- Prompt 1
According to the text about Eva Noblezanda, how much did the Miss Saigon revival take on the first day of ticket sales?
- Prompt 2
Pick up the text about Eva Noblezanda's casting in Miss Saigon after its last sentence and continue it.

- Study text
***

Seventeen year-old unknown North Carolina high school student Eva Noblezanda was plucked from obscurity to play the lead in the West End revival of the musical MISS SAIGON and winning the WhatsOnStage Award for Best Actress in a Musical.
“She’s performed in shows at her school, but she has never done a big professional musical before,” said producer Cameron MacIntosh when he announced Eva would be playing Kim for the much-anticipated run at London’s Prince Edward Theatre, which opened in May 2014. It smashed the world box-office record, taking £4.4 million on the first day of ticket sales.
Apart from her obvious talent, the role is in the blood with Eva’s aunty, Annette Calud also playing Kim in the Broadway production.

***

- Material provided
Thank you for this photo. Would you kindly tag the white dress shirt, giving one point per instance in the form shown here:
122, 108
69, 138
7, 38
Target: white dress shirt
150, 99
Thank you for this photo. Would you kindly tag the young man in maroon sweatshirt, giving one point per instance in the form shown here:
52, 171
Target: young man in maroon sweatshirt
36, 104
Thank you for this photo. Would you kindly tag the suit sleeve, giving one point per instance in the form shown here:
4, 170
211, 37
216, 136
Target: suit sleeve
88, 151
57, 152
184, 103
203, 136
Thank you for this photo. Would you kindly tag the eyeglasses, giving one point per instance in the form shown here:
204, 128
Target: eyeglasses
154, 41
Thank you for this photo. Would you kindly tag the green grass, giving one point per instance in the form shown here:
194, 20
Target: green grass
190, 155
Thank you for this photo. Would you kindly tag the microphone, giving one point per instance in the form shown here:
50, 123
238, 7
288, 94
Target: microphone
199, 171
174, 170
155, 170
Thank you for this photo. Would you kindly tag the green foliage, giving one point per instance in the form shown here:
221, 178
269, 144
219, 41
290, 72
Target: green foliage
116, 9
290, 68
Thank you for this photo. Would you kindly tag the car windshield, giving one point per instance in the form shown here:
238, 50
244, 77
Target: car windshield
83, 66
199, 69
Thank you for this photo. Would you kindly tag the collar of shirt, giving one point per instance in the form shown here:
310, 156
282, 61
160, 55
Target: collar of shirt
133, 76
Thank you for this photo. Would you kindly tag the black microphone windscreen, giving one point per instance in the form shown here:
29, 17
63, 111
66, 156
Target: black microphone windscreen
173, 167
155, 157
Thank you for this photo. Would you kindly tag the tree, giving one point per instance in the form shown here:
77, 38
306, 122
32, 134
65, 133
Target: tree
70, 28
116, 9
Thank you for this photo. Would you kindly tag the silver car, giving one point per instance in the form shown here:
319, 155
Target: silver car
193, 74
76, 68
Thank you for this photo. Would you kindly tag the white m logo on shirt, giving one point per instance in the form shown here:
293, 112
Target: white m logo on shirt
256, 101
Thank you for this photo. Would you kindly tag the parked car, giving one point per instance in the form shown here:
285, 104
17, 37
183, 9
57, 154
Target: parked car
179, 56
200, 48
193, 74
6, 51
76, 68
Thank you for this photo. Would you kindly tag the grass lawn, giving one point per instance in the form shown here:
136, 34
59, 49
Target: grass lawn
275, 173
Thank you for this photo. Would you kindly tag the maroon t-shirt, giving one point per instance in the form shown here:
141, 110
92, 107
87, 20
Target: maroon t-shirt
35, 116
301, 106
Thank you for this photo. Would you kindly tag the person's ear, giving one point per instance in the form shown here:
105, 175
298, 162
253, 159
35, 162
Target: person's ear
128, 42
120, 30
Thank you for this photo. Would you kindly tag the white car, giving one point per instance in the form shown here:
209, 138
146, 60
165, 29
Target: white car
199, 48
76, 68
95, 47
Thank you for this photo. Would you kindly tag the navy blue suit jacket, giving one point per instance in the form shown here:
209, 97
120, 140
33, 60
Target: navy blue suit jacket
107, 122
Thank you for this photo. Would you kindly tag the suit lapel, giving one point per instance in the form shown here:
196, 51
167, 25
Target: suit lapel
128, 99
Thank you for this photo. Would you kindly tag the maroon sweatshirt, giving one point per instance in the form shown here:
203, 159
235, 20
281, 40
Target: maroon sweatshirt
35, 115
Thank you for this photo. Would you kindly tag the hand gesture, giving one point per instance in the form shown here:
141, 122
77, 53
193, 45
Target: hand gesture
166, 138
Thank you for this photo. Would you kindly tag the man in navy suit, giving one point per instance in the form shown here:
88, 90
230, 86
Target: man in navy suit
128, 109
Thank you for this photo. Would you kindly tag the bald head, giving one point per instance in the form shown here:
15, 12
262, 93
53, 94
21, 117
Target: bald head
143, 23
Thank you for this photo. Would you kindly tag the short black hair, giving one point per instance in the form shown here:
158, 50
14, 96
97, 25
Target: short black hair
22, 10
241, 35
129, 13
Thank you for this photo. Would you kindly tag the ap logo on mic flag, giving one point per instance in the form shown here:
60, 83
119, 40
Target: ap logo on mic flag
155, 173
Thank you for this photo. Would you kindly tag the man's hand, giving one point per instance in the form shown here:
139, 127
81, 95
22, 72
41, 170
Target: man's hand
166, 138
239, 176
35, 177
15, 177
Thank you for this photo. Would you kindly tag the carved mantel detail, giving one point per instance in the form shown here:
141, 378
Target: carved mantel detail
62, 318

***

- Task output 1
£4.4 million

- Task output 2
MISS SAIGON premiered at the Drury Lane’s Theatre Royal in 1989, running for ten years before transferring to Broadway. Written by LES MISERABLES’ Claude-Michel Schonberg and Alain Boubill, it is loosely based on Puccini’s MADAME BUTTERFLY. Set in 1975, during the final days of the American occupation of Ho Chi Minh City (formerly Saigon), it tells the tragic tale of a doomed romance between an American G.I. And a Vietnamese bargirl.
The revival finishes at the end of this month and Eva will be reprising the role in the Broadway transfer in the Spring of 2017.